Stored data
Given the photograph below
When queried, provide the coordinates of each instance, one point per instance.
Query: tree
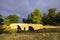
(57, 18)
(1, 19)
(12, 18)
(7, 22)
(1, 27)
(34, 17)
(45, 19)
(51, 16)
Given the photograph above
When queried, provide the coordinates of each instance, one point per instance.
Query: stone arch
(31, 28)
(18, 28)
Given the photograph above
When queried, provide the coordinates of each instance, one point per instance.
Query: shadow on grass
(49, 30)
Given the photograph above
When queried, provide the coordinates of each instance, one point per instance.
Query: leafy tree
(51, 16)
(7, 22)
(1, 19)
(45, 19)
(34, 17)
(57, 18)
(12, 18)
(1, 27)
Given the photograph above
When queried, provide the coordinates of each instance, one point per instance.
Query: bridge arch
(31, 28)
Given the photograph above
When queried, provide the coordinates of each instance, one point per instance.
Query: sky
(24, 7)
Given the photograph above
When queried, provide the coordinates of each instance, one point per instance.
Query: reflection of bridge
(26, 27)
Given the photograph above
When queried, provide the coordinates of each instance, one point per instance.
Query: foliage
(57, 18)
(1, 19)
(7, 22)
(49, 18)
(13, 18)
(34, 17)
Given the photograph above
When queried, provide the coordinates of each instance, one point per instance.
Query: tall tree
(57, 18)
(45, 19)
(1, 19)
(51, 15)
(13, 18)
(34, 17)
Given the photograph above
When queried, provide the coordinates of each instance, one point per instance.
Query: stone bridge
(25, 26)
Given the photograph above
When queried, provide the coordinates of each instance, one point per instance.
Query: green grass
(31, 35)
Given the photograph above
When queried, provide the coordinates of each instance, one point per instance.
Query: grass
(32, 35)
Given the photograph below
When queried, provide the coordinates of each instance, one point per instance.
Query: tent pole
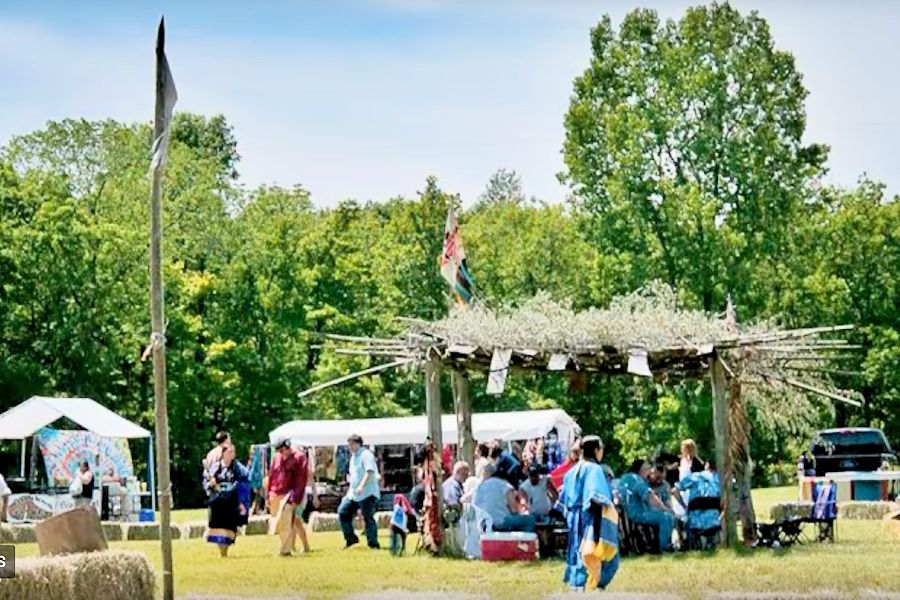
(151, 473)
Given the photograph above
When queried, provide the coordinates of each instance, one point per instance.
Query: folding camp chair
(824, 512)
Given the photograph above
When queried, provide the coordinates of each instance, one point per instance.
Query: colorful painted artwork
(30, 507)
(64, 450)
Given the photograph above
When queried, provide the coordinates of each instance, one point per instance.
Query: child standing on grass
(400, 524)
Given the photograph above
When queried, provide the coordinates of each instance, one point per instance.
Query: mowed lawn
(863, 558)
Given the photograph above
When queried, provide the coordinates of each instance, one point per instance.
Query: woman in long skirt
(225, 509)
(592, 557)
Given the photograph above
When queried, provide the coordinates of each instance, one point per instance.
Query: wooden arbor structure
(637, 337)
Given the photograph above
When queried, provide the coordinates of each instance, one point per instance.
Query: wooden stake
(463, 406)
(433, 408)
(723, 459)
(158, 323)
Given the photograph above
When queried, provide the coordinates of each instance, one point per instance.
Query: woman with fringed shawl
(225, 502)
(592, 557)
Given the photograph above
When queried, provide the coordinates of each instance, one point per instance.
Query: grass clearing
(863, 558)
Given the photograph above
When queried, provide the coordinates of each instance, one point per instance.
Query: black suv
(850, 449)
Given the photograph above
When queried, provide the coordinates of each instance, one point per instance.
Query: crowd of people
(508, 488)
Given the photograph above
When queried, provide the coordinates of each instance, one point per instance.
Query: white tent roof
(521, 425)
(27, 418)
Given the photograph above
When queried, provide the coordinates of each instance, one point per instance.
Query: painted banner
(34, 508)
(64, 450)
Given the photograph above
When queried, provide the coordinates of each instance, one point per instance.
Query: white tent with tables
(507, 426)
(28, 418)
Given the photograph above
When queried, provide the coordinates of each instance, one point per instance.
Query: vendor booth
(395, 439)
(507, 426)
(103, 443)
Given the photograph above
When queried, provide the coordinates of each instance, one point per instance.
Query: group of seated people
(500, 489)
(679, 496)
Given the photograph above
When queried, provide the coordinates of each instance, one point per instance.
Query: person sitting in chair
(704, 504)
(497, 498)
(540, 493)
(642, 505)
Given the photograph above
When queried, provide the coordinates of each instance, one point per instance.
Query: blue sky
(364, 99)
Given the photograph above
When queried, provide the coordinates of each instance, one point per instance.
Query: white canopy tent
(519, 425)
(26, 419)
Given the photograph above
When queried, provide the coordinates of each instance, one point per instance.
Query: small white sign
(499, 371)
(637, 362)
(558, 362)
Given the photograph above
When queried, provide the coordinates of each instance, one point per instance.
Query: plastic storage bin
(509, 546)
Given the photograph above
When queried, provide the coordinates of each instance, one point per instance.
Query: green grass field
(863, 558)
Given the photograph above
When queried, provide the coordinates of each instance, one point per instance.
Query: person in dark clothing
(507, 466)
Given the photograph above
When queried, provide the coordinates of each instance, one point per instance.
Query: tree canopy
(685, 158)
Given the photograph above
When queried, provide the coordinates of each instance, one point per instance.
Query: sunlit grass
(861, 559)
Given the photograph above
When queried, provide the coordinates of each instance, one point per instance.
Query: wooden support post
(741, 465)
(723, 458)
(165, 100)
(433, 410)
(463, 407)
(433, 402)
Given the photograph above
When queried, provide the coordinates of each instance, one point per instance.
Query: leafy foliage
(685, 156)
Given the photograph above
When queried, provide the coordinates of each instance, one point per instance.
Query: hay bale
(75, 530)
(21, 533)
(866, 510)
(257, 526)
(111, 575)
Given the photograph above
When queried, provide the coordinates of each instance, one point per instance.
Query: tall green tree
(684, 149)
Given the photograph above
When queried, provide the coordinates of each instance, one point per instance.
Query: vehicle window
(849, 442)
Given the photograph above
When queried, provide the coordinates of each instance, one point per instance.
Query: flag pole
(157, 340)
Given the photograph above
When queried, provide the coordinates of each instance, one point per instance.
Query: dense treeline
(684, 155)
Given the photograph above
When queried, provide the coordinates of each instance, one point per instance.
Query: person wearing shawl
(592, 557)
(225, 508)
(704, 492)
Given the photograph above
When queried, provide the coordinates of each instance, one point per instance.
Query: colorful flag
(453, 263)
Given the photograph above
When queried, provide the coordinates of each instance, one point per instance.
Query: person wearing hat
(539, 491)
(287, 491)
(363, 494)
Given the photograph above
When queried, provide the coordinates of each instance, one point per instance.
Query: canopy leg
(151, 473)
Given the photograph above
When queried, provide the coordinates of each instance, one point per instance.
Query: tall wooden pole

The request
Take the listing and print it again exactly, but without any pictures.

Exercise output
Given the photograph below
When queried, provide the coordinates of each instance, one point per instance.
Query: tree
(57, 18)
(1, 19)
(12, 18)
(7, 22)
(1, 27)
(34, 17)
(45, 19)
(51, 16)
Given the photograph above
When queried, provide the coordinates of each instance, one point per instance.
Query: stone arch
(31, 28)
(18, 28)
Given the photograph above
When queried, provide the coordinates of each instance, one point per instance.
Query: shadow on grass
(49, 30)
Given the photograph above
When queried, provide the coordinates of each instance, one point per instance.
Query: leafy tree
(51, 16)
(7, 22)
(1, 19)
(45, 19)
(34, 17)
(57, 18)
(12, 18)
(1, 27)
Given the photograph above
When queried, provide the coordinates of each instance, one point per instance.
Query: bridge arch
(31, 28)
Given the photograph above
When queried, provide the coordinates of each instance, one point per instance.
Query: sky
(24, 7)
Given the photograph above
When queried, provide the coordinates of each instance, one point per instance.
Query: reflection of bridge
(26, 27)
Given the photograph above
When queried, provide the coordinates of each instance, one point per instance.
Query: foliage
(57, 18)
(1, 19)
(7, 22)
(49, 18)
(13, 18)
(34, 17)
Given the photograph above
When queried, provide the coordinates of each instance, one point per instance.
Query: tall tree
(57, 18)
(45, 19)
(1, 19)
(51, 15)
(13, 18)
(34, 17)
Given the photograph above
When queried, provide the coordinates of each instance, one point per instance.
Query: stone bridge
(25, 26)
Given the photograph above
When queried, provide the coordinates of each instance, one point per instance.
Query: green grass
(31, 35)
Given the photograph above
When queried, provide the coordinates of each instance, one point per instance.
Query: grass
(32, 35)
Given the photograph below
When queried, provide the coordinates of each instance, one point per instance.
Query: tent pole
(151, 473)
Given the photograph above
When queried, provide the coordinates of each instance, one point per instance.
Query: folding camp chair
(824, 512)
Given the photograph above
When queried, provide the coordinates of each instance, one point per instance.
Query: colorful painted artwork
(30, 507)
(64, 450)
Given the photograph above
When queried, provide the coordinates of each instance, one point per instance.
Query: child standing on grass
(400, 524)
Given the photograph above
When queried, provide the coordinates of each instance, one point per instance.
Query: mowed lawn
(863, 558)
Given the photograph above
When queried, provide the coordinates of each instance, one point per instance.
Query: woman in long skirt
(225, 509)
(592, 557)
Given the photograph above
When queried, provide the coordinates of each instance, one point per instance.
Query: wooden arbor structure
(637, 337)
Given the photograph above
When queried, provide the coordinates of each instance, one point per instance.
Query: wooden stake
(463, 406)
(433, 408)
(723, 459)
(158, 323)
Given the photograph above
When queried, provide the coordinates of each instance, one point per instance.
Query: woman with fringed shawl
(225, 502)
(592, 557)
Given the photograph above
When queried, provide the coordinates of each instance, one point per instance.
Query: grass clearing
(863, 558)
Given the photograph above
When queried, provide the coordinates of each instance, one point per instance.
Query: black suv
(850, 449)
Given the photograph above
When queried, provide the coordinates of each instance, one point per instance.
Query: crowd of people
(508, 488)
Given the photograph above
When queried, provide the coordinates of each instance, one point per instance.
Query: white tent roof
(521, 425)
(27, 418)
Given the photograph above
When queried, provide the coordinates of each instance, one point per instance.
Query: painted banner
(34, 508)
(64, 450)
Given the photograph above
When queried, provide the coordinates of each instance, one point per instance.
Query: white tent with tables
(507, 426)
(28, 418)
Given the photograph above
When queried, provide the coordinates of each instance, one point per instance.
Query: vendor booth
(395, 439)
(507, 426)
(103, 443)
Given the photograph above
When queried, provide the coordinates of each instance, one point per instance.
Query: group of seated people
(500, 489)
(679, 496)
Given the photograph above
When queried, provide the coordinates of each instance, one point per instance.
Query: person sitting in chair
(704, 504)
(497, 498)
(540, 493)
(642, 505)
Given the photograph above
When queried, provide the coordinates of each instance, one point per instance.
Query: blue sky
(364, 99)
Given the photograph above
When queried, provide the coordinates of each instance, one point per instance.
Query: white canopy tent
(519, 425)
(26, 419)
Given the photograph above
When queried, provide the coordinates of each instance, one point per instance.
Query: small white sign
(499, 371)
(637, 362)
(558, 362)
Given the photograph above
When queried, provide the coordinates of each instance, one point per instance.
Query: plastic storage bin
(509, 546)
Given the photograph above
When queried, provide the coordinates of each instance, one point per instance.
Query: green grass field
(863, 558)
Given the photograph above
When queried, provide the coordinates of each instance, one point per instance.
Query: person in dark clothing
(507, 466)
Given the photograph above
When queried, provide the coordinates of each instance, one point per instance.
Query: tree canopy
(685, 158)
Given the photograph above
When queried, provide the coordinates of each instance, one point per instance.
Query: sunlit grass
(861, 559)
Given the photograph above
When queried, provide the coordinates of each instance, one point per instance.
Query: wooden support post
(741, 465)
(723, 458)
(165, 100)
(433, 410)
(463, 407)
(433, 402)
Given the photograph above
When queried, provide the coordinates of each instance, one point per instance.
Query: leafy foliage
(685, 156)
Given the photograph above
When queried, provide the coordinates of each instance, one point per instance.
Query: hay bale
(75, 530)
(21, 533)
(866, 510)
(257, 526)
(111, 575)
Given the photograph above
When queried, provide the coordinates of each instance, one point per instance.
Query: tall green tree
(684, 149)
Given the photograph above
When queried, provide the coordinates of each instance, one point per instance.
Query: vehicle window
(849, 442)
Given the photograph above
When queried, provide the coordinates of each instance, one point per instance.
Query: flag pole
(157, 340)
Given the photograph above
When queried, provide the coordinates of each instance, one point per instance.
Query: dense treeline
(684, 155)
Given the photograph above
When queried, provide the coordinates of each instance, one point per instance.
Query: person wearing shawl
(592, 557)
(225, 508)
(704, 492)
Given the photograph above
When queried, provide the coordinates of each instance, one point per instance.
Query: colorful flag
(453, 263)
Given the photograph above
When queried, provide the coordinates of each instance, one point per instance.
Query: person wearing hat
(539, 491)
(287, 491)
(363, 494)
Given the photograph above
When queried, provide the coordinates of each instance, one point per instance.
Query: canopy leg
(151, 473)
Given the photograph above
When queried, provide the coordinates of each instance, one point per instance.
Query: tall wooden pole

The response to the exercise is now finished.